Put each line of the data below into a Markdown table with the columns Row and Line. Number the rows and leave out any blank lines.

[Exercise materials start]

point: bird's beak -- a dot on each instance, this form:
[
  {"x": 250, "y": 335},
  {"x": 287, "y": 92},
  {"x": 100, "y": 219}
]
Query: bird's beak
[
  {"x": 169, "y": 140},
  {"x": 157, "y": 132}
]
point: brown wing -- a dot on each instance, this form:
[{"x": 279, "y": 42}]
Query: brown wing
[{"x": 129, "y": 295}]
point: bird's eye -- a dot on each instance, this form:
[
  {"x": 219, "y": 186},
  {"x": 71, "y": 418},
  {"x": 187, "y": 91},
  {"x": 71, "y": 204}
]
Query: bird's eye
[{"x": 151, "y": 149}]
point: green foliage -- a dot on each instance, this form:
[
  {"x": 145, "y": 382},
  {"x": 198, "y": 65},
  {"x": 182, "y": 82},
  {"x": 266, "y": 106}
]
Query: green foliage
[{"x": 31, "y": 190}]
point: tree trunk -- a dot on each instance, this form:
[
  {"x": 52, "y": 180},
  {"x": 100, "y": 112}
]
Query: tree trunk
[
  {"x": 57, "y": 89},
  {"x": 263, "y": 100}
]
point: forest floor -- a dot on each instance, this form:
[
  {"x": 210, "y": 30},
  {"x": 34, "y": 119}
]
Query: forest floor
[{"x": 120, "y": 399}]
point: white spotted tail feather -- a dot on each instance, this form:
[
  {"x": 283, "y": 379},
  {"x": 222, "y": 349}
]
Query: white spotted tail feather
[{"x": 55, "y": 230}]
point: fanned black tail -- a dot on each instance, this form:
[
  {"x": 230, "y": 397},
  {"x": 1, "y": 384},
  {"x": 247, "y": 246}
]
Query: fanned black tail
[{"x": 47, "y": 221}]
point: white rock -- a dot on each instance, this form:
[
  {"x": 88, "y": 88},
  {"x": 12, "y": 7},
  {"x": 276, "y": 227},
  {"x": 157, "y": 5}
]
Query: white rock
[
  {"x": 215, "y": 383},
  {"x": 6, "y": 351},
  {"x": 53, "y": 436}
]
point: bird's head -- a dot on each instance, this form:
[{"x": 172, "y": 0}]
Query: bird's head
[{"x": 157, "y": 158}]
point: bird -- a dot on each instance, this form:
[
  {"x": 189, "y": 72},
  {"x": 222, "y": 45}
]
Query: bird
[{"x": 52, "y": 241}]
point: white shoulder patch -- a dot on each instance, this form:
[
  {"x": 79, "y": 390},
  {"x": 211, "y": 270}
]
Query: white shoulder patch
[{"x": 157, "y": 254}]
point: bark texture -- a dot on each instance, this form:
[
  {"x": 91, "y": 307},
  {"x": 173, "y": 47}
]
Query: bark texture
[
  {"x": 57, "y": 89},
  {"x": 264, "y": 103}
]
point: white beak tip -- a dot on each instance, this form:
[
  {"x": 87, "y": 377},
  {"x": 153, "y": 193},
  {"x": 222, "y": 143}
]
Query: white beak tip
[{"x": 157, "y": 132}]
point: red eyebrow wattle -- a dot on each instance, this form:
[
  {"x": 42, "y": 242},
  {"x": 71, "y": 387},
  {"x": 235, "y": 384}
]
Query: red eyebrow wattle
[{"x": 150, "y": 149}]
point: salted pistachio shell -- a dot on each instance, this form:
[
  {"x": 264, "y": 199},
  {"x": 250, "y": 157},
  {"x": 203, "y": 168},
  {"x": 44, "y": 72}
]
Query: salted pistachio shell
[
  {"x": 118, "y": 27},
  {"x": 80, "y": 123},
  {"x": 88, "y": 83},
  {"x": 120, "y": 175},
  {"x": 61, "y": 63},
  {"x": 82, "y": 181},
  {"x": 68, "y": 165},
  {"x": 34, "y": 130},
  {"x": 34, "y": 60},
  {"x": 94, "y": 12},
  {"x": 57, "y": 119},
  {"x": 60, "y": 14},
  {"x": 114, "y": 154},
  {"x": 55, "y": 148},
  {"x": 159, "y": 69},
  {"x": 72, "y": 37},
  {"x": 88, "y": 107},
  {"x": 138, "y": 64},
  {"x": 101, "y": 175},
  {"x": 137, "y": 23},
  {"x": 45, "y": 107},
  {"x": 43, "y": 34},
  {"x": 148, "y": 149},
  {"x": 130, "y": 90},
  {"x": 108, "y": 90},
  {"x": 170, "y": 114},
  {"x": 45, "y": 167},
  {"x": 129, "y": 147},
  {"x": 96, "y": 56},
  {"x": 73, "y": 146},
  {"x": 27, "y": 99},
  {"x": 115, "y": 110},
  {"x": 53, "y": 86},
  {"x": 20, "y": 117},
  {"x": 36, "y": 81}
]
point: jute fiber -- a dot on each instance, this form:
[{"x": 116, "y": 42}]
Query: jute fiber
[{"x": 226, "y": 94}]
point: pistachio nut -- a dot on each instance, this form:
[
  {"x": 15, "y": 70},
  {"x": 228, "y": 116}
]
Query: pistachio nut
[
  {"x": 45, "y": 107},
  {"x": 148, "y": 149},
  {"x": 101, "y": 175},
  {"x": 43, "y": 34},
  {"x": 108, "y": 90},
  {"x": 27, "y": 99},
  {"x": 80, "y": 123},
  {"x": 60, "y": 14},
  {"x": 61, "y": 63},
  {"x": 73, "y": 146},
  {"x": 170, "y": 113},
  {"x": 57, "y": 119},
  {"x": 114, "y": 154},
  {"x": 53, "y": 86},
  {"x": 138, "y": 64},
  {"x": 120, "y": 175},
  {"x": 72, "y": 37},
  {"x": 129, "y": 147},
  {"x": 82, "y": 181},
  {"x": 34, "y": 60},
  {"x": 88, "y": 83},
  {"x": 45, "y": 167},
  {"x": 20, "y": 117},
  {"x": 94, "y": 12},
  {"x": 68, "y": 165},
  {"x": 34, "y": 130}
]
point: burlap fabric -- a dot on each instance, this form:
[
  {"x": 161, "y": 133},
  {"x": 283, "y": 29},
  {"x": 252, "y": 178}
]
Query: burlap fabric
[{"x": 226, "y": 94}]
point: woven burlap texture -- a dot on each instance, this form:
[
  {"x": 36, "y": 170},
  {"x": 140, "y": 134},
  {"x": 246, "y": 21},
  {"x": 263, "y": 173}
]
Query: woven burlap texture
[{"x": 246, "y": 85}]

[Exercise materials end]

#### [Completed task]
| Row | Line |
|---|---|
| 1 | point: bird's beak -- a dot on each instance, this form: |
| 2 | [ |
| 3 |   {"x": 250, "y": 335}, |
| 4 |   {"x": 287, "y": 92}, |
| 5 |   {"x": 100, "y": 219} |
| 6 | ] |
| 7 | Query: bird's beak |
| 8 | [ |
| 9 |   {"x": 169, "y": 140}, |
| 10 |   {"x": 157, "y": 132} |
| 11 | ] |
| 12 | point: brown wing -- a dot on each instance, this form: |
| 13 | [{"x": 279, "y": 42}] |
| 14 | Query: brown wing |
| 15 | [{"x": 129, "y": 295}] |
| 16 | point: bird's eye -- a dot on each instance, this form: |
| 17 | [ |
| 18 |   {"x": 219, "y": 186}, |
| 19 |   {"x": 71, "y": 418}, |
| 20 |   {"x": 187, "y": 91}, |
| 21 |   {"x": 71, "y": 204} |
| 22 | ] |
| 23 | Query: bird's eye |
| 24 | [{"x": 151, "y": 149}] |
| 25 | point: green foliage -- a dot on each instance, this form: |
| 26 | [ |
| 27 |   {"x": 145, "y": 382}, |
| 28 |   {"x": 198, "y": 65}, |
| 29 |   {"x": 182, "y": 82}, |
| 30 |   {"x": 266, "y": 106} |
| 31 | ] |
| 32 | Query: green foliage |
| 33 | [{"x": 31, "y": 190}] |
| 34 | point: tree trunk -- a dot on each instance, this form: |
| 35 | [ |
| 36 |   {"x": 52, "y": 180}, |
| 37 |   {"x": 100, "y": 112} |
| 38 | ] |
| 39 | Query: tree trunk |
| 40 | [ |
| 41 |   {"x": 57, "y": 89}, |
| 42 |   {"x": 263, "y": 100} |
| 43 | ] |
| 44 | point: forest floor -- a dot on each instance, this form: |
| 45 | [ |
| 46 |   {"x": 210, "y": 30}, |
| 47 |   {"x": 34, "y": 119} |
| 48 | ] |
| 49 | Query: forest floor |
| 50 | [{"x": 120, "y": 399}] |
| 51 | point: white spotted tail feather -- a dot on each instance, this form: |
| 52 | [ |
| 53 |   {"x": 283, "y": 379}, |
| 54 |   {"x": 222, "y": 349} |
| 55 | ] |
| 56 | Query: white spotted tail feather |
| 57 | [{"x": 55, "y": 230}] |
| 58 | point: fanned black tail -- a dot on each instance, this form: |
| 59 | [ |
| 60 |   {"x": 230, "y": 397}, |
| 61 |   {"x": 1, "y": 384}, |
| 62 |   {"x": 247, "y": 246} |
| 63 | ] |
| 64 | Query: fanned black tail |
| 65 | [{"x": 47, "y": 221}] |
| 66 | point: white rock -- a dot on each instance, this form: |
| 67 | [ |
| 68 |   {"x": 88, "y": 88}, |
| 69 |   {"x": 12, "y": 7}, |
| 70 |   {"x": 276, "y": 227}, |
| 71 |   {"x": 157, "y": 5} |
| 72 | ] |
| 73 | Query: white rock |
| 74 | [ |
| 75 |   {"x": 215, "y": 383}, |
| 76 |   {"x": 6, "y": 351}, |
| 77 |   {"x": 53, "y": 436} |
| 78 | ] |
| 79 | point: bird's head -- a dot on each instance, this form: |
| 80 | [{"x": 172, "y": 0}] |
| 81 | Query: bird's head |
| 82 | [{"x": 157, "y": 158}] |
| 83 | point: bird -- a dot on each instance, this form: |
| 84 | [ |
| 85 |   {"x": 189, "y": 72}, |
| 86 |   {"x": 222, "y": 45} |
| 87 | ] |
| 88 | Query: bird |
| 89 | [{"x": 52, "y": 241}] |
| 90 | point: white shoulder patch -- a dot on each instance, this form: |
| 91 | [ |
| 92 |   {"x": 79, "y": 390}, |
| 93 |   {"x": 211, "y": 270} |
| 94 | ] |
| 95 | Query: white shoulder patch |
| 96 | [{"x": 157, "y": 254}] |
| 97 | point: bark texture -- a dot on each instance, this form: |
| 98 | [ |
| 99 |   {"x": 91, "y": 307}, |
| 100 |   {"x": 173, "y": 47} |
| 101 | ] |
| 102 | Query: bark texture |
| 103 | [ |
| 104 |   {"x": 57, "y": 89}, |
| 105 |   {"x": 264, "y": 103} |
| 106 | ] |
| 107 | point: white beak tip -- a dot on each instance, this form: |
| 108 | [ |
| 109 |   {"x": 87, "y": 377}, |
| 110 |   {"x": 153, "y": 193}, |
| 111 |   {"x": 222, "y": 143} |
| 112 | ] |
| 113 | Query: white beak tip |
| 114 | [{"x": 157, "y": 132}] |
| 115 | point: red eyebrow wattle -- a dot on each instance, this form: |
| 116 | [ |
| 117 |   {"x": 42, "y": 242}, |
| 118 |   {"x": 71, "y": 387}, |
| 119 |   {"x": 235, "y": 384} |
| 120 | ] |
| 121 | Query: red eyebrow wattle |
| 122 | [{"x": 150, "y": 149}] |
| 123 | point: salted pistachio shell -- a dot on each instance, this form: |
| 124 | [ |
| 125 |   {"x": 264, "y": 199}, |
| 126 |   {"x": 250, "y": 157}, |
| 127 |   {"x": 203, "y": 168}, |
| 128 |   {"x": 44, "y": 72} |
| 129 | ] |
| 130 | Query: salted pistachio shell |
| 131 | [ |
| 132 |   {"x": 118, "y": 27}, |
| 133 |   {"x": 80, "y": 123}, |
| 134 |   {"x": 88, "y": 83}, |
| 135 |   {"x": 120, "y": 175}, |
| 136 |   {"x": 61, "y": 63}, |
| 137 |   {"x": 82, "y": 181}, |
| 138 |   {"x": 68, "y": 165}, |
| 139 |   {"x": 34, "y": 130}, |
| 140 |   {"x": 34, "y": 60}, |
| 141 |   {"x": 94, "y": 12}, |
| 142 |   {"x": 57, "y": 119}, |
| 143 |   {"x": 60, "y": 14}, |
| 144 |   {"x": 114, "y": 154}, |
| 145 |   {"x": 55, "y": 148}, |
| 146 |   {"x": 159, "y": 69}, |
| 147 |   {"x": 72, "y": 37}, |
| 148 |   {"x": 88, "y": 107}, |
| 149 |   {"x": 138, "y": 64}, |
| 150 |   {"x": 101, "y": 175}, |
| 151 |   {"x": 137, "y": 23}, |
| 152 |   {"x": 45, "y": 107}, |
| 153 |   {"x": 43, "y": 34}, |
| 154 |   {"x": 148, "y": 149}, |
| 155 |   {"x": 130, "y": 90}, |
| 156 |   {"x": 108, "y": 90}, |
| 157 |   {"x": 170, "y": 114}, |
| 158 |   {"x": 45, "y": 167}, |
| 159 |   {"x": 129, "y": 147}, |
| 160 |   {"x": 96, "y": 56}, |
| 161 |   {"x": 73, "y": 146}, |
| 162 |   {"x": 27, "y": 99}, |
| 163 |   {"x": 115, "y": 110}, |
| 164 |   {"x": 53, "y": 86}, |
| 165 |   {"x": 20, "y": 117}, |
| 166 |   {"x": 36, "y": 81} |
| 167 | ] |
| 168 | point: jute fiber -- a dot on each instance, this form: |
| 169 | [{"x": 116, "y": 42}] |
| 170 | Query: jute fiber |
| 171 | [{"x": 226, "y": 94}] |
| 172 | point: pistachio nut -- a dot on each instance, this form: |
| 173 | [ |
| 174 |   {"x": 15, "y": 70}, |
| 175 |   {"x": 228, "y": 116} |
| 176 | ] |
| 177 | Query: pistachio nut |
| 178 | [ |
| 179 |   {"x": 45, "y": 107}, |
| 180 |   {"x": 148, "y": 149}, |
| 181 |   {"x": 101, "y": 175}, |
| 182 |   {"x": 43, "y": 34}, |
| 183 |   {"x": 108, "y": 90}, |
| 184 |   {"x": 27, "y": 99}, |
| 185 |   {"x": 80, "y": 123}, |
| 186 |   {"x": 60, "y": 14}, |
| 187 |   {"x": 61, "y": 63}, |
| 188 |   {"x": 73, "y": 146}, |
| 189 |   {"x": 170, "y": 113}, |
| 190 |   {"x": 57, "y": 119}, |
| 191 |   {"x": 114, "y": 154}, |
| 192 |   {"x": 53, "y": 86}, |
| 193 |   {"x": 138, "y": 64}, |
| 194 |   {"x": 120, "y": 175}, |
| 195 |   {"x": 72, "y": 37}, |
| 196 |   {"x": 129, "y": 147}, |
| 197 |   {"x": 82, "y": 181}, |
| 198 |   {"x": 34, "y": 60}, |
| 199 |   {"x": 88, "y": 83}, |
| 200 |   {"x": 45, "y": 167}, |
| 201 |   {"x": 20, "y": 117}, |
| 202 |   {"x": 94, "y": 12}, |
| 203 |   {"x": 68, "y": 165}, |
| 204 |   {"x": 34, "y": 130} |
| 205 | ] |
| 206 | point: burlap fabric -- a dot on each instance, this form: |
| 207 | [ |
| 208 |   {"x": 161, "y": 133}, |
| 209 |   {"x": 283, "y": 29}, |
| 210 |   {"x": 252, "y": 178} |
| 211 | ] |
| 212 | Query: burlap fabric |
| 213 | [{"x": 226, "y": 94}] |
| 214 | point: woven burlap texture -- a dot on each instance, this form: |
| 215 | [ |
| 216 |   {"x": 36, "y": 170}, |
| 217 |   {"x": 140, "y": 134}, |
| 218 |   {"x": 246, "y": 21}, |
| 219 |   {"x": 263, "y": 173} |
| 220 | ] |
| 221 | Query: woven burlap texture |
| 222 | [{"x": 246, "y": 85}] |